Given task 1:
Which classes does the code in the C++ class design post below define?
Given task 2:
Carry on the forum post about extending the Node and Base classes from where it stops.

Document extract:
---

I have a design question which I have not been able to find a satisfactory answer for by searching.

Essentially, I have a class - Base - that contains a vector of pointers to another class - Node. However, I would like to be able extend both the Base and Node class. This will involve adding new variables and functions to the classes derived from Node, and utilising these additional functions in classes derived from Base.

I can think of a few ways to accomplish this, but am unsure which is the best from a design point of view, as they each have their flaws. It has led me to think that perhaps there is a different design altogether which can accomplish what I need more elegantly.

Here is some example code illustrating my problem:

class Node
{
protected:

int value;

public:

Node(int v): value(v)
	{ }
void GetValue()
	{ return value; }
virtual void Print()
	{ 
	std::cout << "Value is: " << value << std::endl;
	}
};


class BetterNode: public Node
{
protected:

double another_value;

public:

BetterNode(int v, double v2): Node(v), another_value(v2)
	{ }
void GetBetterValue()
	{ return another_value; }
virtual void Print()
	{
	Node::Print();
	std::cout << "Better Value is: " << another_value << std::endl;
	}
};


class Base
{
protected:

std::vector< Node* > some_nodes;

virtual void MakeNodes()
	{
	for(int i = 0; i < 10; i++)
		some_nodes.push_back( new Node(i) );
	}

public:

Base()
	{
	Initialise();
	}
void PrintNodes()
	{
	for(int i = 0; i < some_nodes.size(); i++)
		{
		std::cout << "Node " << i << ":" << std::endl;
		some_nodes[i]->Print();
		}
	}

int AddValues()
	{
	int temp = 0;
	for(int i = 0; i < some_nodes.size(); i++)
		temp += some_nodes[i]->GetValue();
	return temp;
	}
	

};


class BetterBase
{

virtual void MakeNodes()
	{
	for(int i = 0; i < 10; i++)
		some_nodes.push_back( new BetterNode(i, i/2) );
	}

public:

BetterBase()
	{
	Initialise();
	}

double AddBetterValues()
	{
	double temp = 0;
	for(int i = 0; i < some_nodes.size(); i++)
		temp += some_nodes[i]->GetBetterValue(); // THE PROBLEM LIES HERE.
	return temp;
	}

};


int main(void)
{

Base * b = new Base;
Base * better_b = new BetterBase;

// Output details about Nodes:
b->PrintNodes();
// Virtual function in BetterNode takes over and outputs additional Detail:
better_b->PrintNodes();

// Lets find out what the sum of the node values from b are:
int b_values = b->AddValues();
std::cout << b_values << std::endl;

// We *know* that better_b contains additional information. What is it?
double better_values = better_b->AddBetterValues();
std::cout << better_values << std::endl;
// But ofcourse, this compiles with an error, because AddBetterValues does not exist in Base class..

return 0;
}

So, My derived BetterNode class is naturally going to extend the base Node class, and will need new values and consequently new functions to access them, that are unknown to the base Node class. However, it will share the common base properties.

In addition, the derived BetterBase class wishes to implement these BetterNodes and utilise their additional functionality in performing what it does. It will fill its some_nodes vector with pointers to BetterNodes. It can therefore use all of its parent Base class functions, as the BetterNode is derived from the Node.

---

Listing:
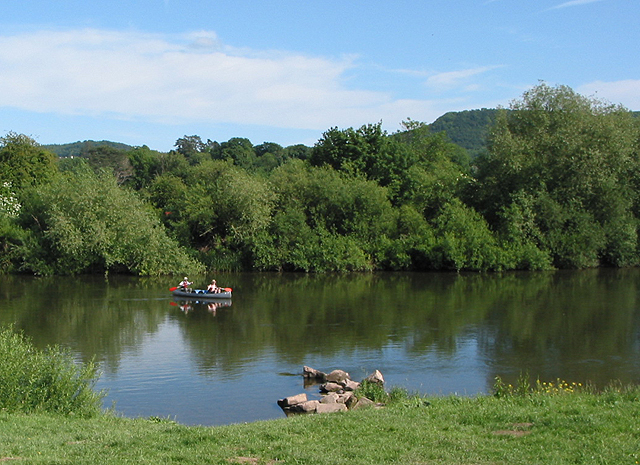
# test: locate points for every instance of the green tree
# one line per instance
(84, 222)
(575, 160)
(23, 162)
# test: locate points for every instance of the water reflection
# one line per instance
(435, 333)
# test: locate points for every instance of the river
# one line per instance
(431, 333)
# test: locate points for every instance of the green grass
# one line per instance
(52, 419)
(33, 380)
(576, 428)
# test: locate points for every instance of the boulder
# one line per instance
(331, 387)
(361, 402)
(351, 385)
(338, 376)
(309, 406)
(331, 398)
(330, 408)
(375, 377)
(292, 400)
(313, 374)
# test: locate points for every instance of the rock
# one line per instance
(361, 402)
(309, 406)
(313, 374)
(331, 398)
(331, 387)
(351, 385)
(375, 377)
(330, 408)
(292, 400)
(344, 398)
(338, 376)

---

Written reply 1:
Node, BetterNode, Base, BetterBase

Written reply 2:
I have tried to illustrate this problem in the above code. I do not need to reimplement my Print function, as classes derived from Node can virtually overload the Print function, which saves me effort. This is good. However, My derived BetterBase class wants to make use of the extended functionality of BetterNode, in this example by implementing AddBetterValues(). It obviously cannot, as the vector some_nodes is pointers to the base Node class, which does not know about this function.

So, How can I pull this off?

I have thought of a few ways, but am unsure which is best:

1. Make the Base class a template class, whereby I select which type of Node the vector some_nodes will hold.
example:

template<class T = Node> Base
{
protected:

vector<T*> some_nodes;

//...other code.
};

class BetterBase: public Base<BetterNode>
{
// now, AddBetterValues would work, as the vector is not of base class Node, but of BetterNode.
}

The problem here is that it allows for mistakes to be made. What if I derive from the Base class like this:

class AnotherBase: public Base<NonNodeClass>

Templating allows me to fill that vector with anything, not just classes derived from Node, which could screw things up. As such, this seems like a sloppy and potentially error-prone workaround.

2. Whenever I add functions to classes derived from Node, I can also prototype/define these functions as virtual in the base Node class. Now, the base class knows about additional functions, and there are no issues,

However, this seems like bad design practise, and people who derive from my classes should not need to go back and add relevant code into my base Node class. In addition, bulking out the base Node class with functions it does not itself need is just stupid.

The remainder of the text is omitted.